Correspondence between regulons and high-throughput protein complexes
The total number of statistically significant overlaps (E-value ≤ 0.01) is also very low (66 in total) when the known regulons are mapped onto TAP complexes and HMS complexes, even though the number of complexes considered is much larger (725).
The majority of the complex-regulon pairs with meaningful overlap (53) involve annotated regulons, whereas only 13 pairs involve high-throughput regulons. Matches with regulons from either dataset generally involve only a very small subset of the complex components, and there are twice as many matches with complexes from the HMS than from the TAP datasets, in line with the larger size of the former dataset (for a complete list of associations, see Additional data file 2 (Table S2)).
Owing to the appreciable overlap between the components of different complexes within and between the TAP and HMS datasets, the network of associations between these complexes and the regulons is much more intricate than for the annotated complexes. A network graph was built from the larger set of 125 complex-regulon pairs with meaningful overlaps (E-value ≤ 0.1) involving the annotated regulons (Figure 3). This network features seven separate dense clusters of connections (Figure 3a-g). Details of the regulon-complex overlaps in some of these clusters, highlighting the common genes involved, are depicted in Figure 4a-c. The remaining clusters are detailed in Additional data file 1 (Figure S3). In Figure 4h the set of remaining very small clusters, each involving mostly one or two connections, is grouped.
The first cluster (Figure 4a) corresponds chiefly to the overlap between the Rpn4 regulon and 12 rather large complexes (six TAP and six HMS complexes). Nine of the 11 genes of this regulon map onto these complexes. All the complexes contain components of the yeast proteasome, and some other functionally related proteins in variable proportions. Interestingly, six of the nine common genes correspond to proteins from the 19S regulatory subunit, encoding four of the six ATPases in the subunit (Rpt2, Rpt4, Rpt5, Rpt6). A further two genes, PRE6 and PRE2, code, respectively, for alpha and beta subunits of the catalytic domain [36], and another gene (RAD23) encodes a ubiquitin-like protein, which links DNA repair to the ubiquitin/proteasome pathway [37].
The second cluster (Figure 4b) involves four partially overlapping regulons of three genes each, totaling five genes. These genes map into three medium-sized complexes (6-16 genes) and one large complex of 40 genes, with no more than two to three genes mapping into the same complex. Here, too, the majority of the five genes correspond to a biologically active assembly - the ribonucleoside diphosphate reductase complex and associated kinase. The third cluster (Figure 4c) involves genes of the nucleosomal protein complex. A similar analysis can be made for the remaining four clusters (data not shown), and similar observations are made when analyzing the largest clusters in the network graph built from the 46 statistically significant overlapping pairs (E-value ≤ 0.1) involving the TAP and HMS complexes and high-throughput regulons (see Additional data files 1 and 2 (Figures S4, S5 and Table S2d, respectively)).
══════
Required action A ->
Answer these questions about the passage on regulons and protein complexes, one line each:
(i) How many complex-regulon pairs with meaningful overlap involve high-throughput regulons?
(ii) How many of the 11 genes of the Rpn4 regulon map onto the complexes in the first cluster?
(iii) The genes of which protein complex does the third cluster involve?
Required action B -> Carry on the passage about regulons and high-throughput protein complexes, starting after its last sentence.

Information provided ->
══════
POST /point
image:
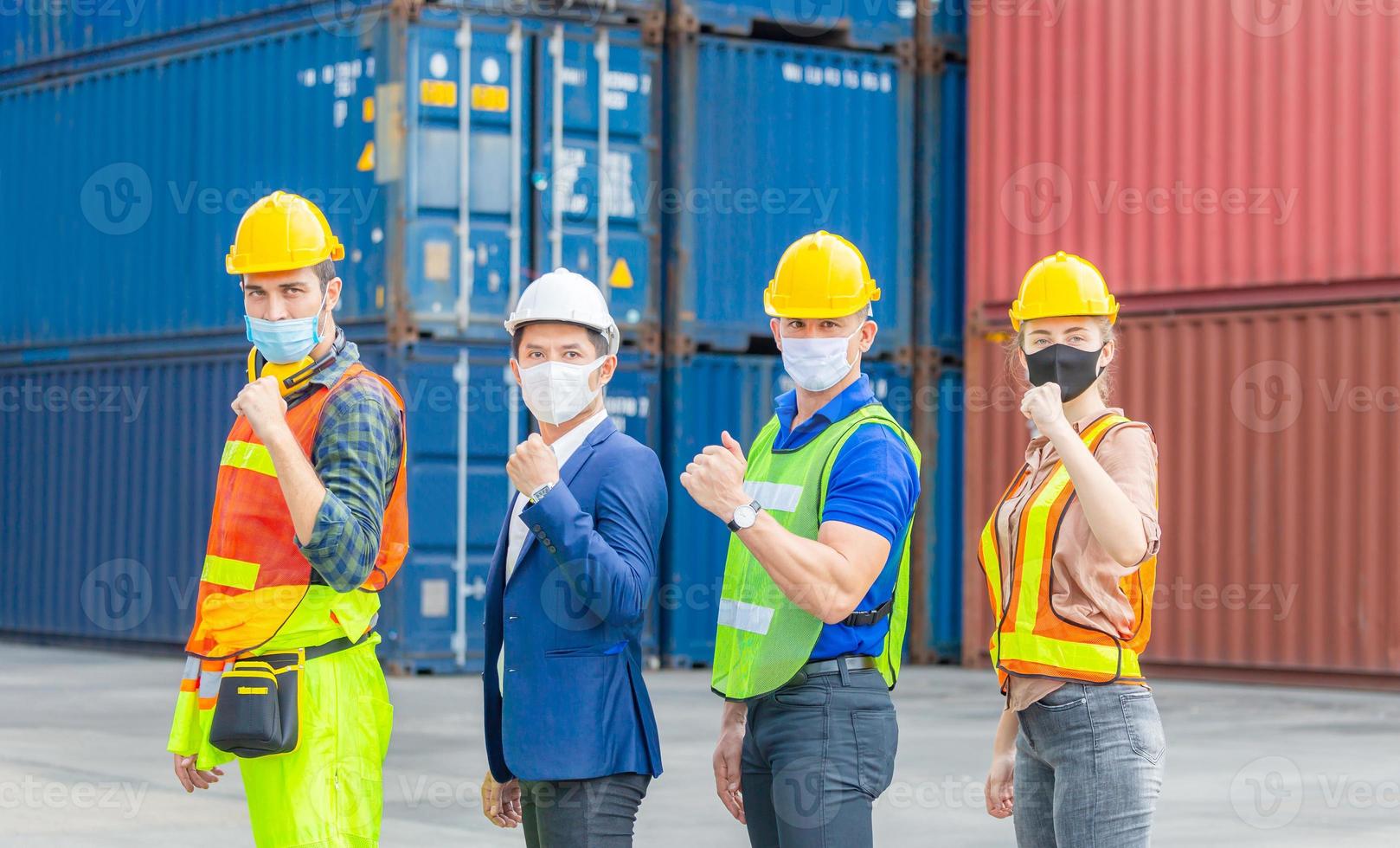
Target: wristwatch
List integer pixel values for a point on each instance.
══════
Expected output A ->
(i) 13
(ii) Nine
(iii) The nucleosomal protein complex

Expected output B ->
This detailed analysis shows that although the subset of the components of the multiprotein complexes that corresponds to known regulons is usually quite small, it tends to be composed of proteins with close physical interactions and/or clear functional relations. We also find that the bulk of the overlaps involve genes that map into both permanent complexes such as the proteasome or the nucleosomal-protein complex, as well as into non-permanent ones, such as the ribonucleoside diphosphate reductase and the cyclin-Cdc28p complexes. No clear trends can therefore be identified from these data on the regulation of any one category of complexes in particular.
Prediction of cis-acting regulatory elements in genes of multiprotein complexes
The very limited overlap between complexes and regulons detected above might be biologically meaningful, or might be due to the limited information that is currently available on the nature of protein complexes and regulatory networks in yeast. Given these uncertainties, it seemed of interest to complement the above analyses by an approach in which regulons are directly predicted from the components of protein complexes.
If the components of a given protein complex are co-regulated on the transcriptional level, one would expect to find common regulatory sequence elements, corresponding to transcription factor binding sites, in the upstream regions of the corresponding genes. The problem of identifying regulatory sites is notoriously difficult [33]. To tackle it we applied algorithms for the discovery of oligonucleotides (here, hexanucleotides) [24] and spaced pairs of trinucleotides [25], which occur more frequently in the upstream regions of the genes coding for the components of each complex than in the corresponding regions across the entire yeast nuclear genome. For this approach we considered only complexes with at least five components.
Highly significant patterns are detected for only a small subset of the complexes
Figure 5 plots the number and fraction of the protein complexes in each of the three datasets examined (the annotated, TAP and HMS complexes) for which regulatory-sequence patterns were identified by our prediction method using three different reliability thresholds. Plotted alongside are the corresponding results obtained here for sets of randomly selected genes (used as negative control) and results for known regulons (positive control) obtained in another study [26].
A first observation is that the fraction of complexes for which regulatory patterns are identified with some reliability is quite low. No more than 27-28% of the complexes from either of the three analyzed datasets have at least one pattern with statistical significance Sig ≥ 1 (corresponding to an E-value ≤ 0.1). At this threshold the fraction of complexes with identified patterns is nonetheless about 7-10% higher than for gene groups selected at random. With the more stringent significance threshold (Sig ≥ 2), the fraction of complexes with at least one pattern drops further, but less for the curated (15%) and TAP complexes (13%), than for the HMS complexes (8%).
We recently applied the same algorithms to the dataset of annotated regulons [26]. As the genes belonging to the same regulon are expected to be co-regulated and hence to exhibit common regulatory-sequence patterns, our algorithms should perform well on these genes. This was indeed the case. Patterns with Sig = 1 were identified in as many as 84% of the annotated regulons, as illustrated in Figure 5.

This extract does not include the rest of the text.